Excerpts from point annotation data:
==========

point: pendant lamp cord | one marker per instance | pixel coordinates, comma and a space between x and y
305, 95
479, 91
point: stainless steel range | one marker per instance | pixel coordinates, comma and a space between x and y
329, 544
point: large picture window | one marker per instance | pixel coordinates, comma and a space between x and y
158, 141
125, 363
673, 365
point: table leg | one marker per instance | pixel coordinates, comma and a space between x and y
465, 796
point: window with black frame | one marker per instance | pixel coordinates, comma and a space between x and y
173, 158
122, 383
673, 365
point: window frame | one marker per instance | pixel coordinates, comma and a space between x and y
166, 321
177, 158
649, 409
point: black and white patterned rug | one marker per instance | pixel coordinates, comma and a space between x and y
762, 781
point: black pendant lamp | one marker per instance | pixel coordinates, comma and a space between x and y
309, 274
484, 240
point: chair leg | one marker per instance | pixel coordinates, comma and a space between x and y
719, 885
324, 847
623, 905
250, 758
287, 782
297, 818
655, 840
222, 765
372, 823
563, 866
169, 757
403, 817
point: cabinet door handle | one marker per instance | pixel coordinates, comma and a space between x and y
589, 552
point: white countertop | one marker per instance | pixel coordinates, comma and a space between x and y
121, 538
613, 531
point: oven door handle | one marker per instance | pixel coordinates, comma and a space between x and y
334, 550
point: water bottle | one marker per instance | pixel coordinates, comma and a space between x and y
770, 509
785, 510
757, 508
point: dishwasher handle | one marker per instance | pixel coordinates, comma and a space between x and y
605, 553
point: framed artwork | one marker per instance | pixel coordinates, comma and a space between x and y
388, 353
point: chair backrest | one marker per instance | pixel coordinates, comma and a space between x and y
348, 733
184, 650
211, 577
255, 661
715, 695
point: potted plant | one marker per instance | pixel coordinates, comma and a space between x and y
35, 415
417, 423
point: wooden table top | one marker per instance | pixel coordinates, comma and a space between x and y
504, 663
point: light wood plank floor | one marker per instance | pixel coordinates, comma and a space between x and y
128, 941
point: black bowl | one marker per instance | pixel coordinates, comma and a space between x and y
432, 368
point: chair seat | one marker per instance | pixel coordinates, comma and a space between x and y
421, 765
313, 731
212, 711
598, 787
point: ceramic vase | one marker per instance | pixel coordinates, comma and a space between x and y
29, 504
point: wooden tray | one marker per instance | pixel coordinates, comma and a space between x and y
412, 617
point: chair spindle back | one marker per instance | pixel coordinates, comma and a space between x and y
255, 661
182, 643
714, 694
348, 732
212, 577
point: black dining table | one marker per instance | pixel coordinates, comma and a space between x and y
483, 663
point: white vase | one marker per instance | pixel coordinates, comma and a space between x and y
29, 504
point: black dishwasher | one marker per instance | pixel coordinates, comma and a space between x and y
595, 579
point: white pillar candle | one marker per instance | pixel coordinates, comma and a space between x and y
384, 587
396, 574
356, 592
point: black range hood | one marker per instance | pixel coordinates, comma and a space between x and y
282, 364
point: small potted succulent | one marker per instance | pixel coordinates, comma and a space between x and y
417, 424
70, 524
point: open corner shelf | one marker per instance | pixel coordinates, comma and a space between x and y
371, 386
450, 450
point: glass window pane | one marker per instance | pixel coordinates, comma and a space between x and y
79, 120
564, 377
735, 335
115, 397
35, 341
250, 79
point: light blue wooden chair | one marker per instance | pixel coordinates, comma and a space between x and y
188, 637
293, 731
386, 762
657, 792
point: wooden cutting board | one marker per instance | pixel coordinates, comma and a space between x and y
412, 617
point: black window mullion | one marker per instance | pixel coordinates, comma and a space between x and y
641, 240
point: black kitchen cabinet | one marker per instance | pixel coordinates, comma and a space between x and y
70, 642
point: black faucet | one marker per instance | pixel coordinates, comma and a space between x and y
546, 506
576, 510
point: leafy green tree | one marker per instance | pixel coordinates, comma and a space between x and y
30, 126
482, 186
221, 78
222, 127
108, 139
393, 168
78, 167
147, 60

==========

### TASK GOAL
Copy out the lines from the one containing "point: black faucet" through the end of the lines above, both ends included, with nothing changed.

### OUTPUT BELOW
point: black faucet | one marker per instance | pixel coordinates, comma and a space between x and y
546, 506
576, 510
point: leafy green tree | one marker per instance | pixel coordinates, comma and a space between x and y
30, 126
482, 186
221, 78
222, 127
108, 139
393, 168
78, 167
147, 60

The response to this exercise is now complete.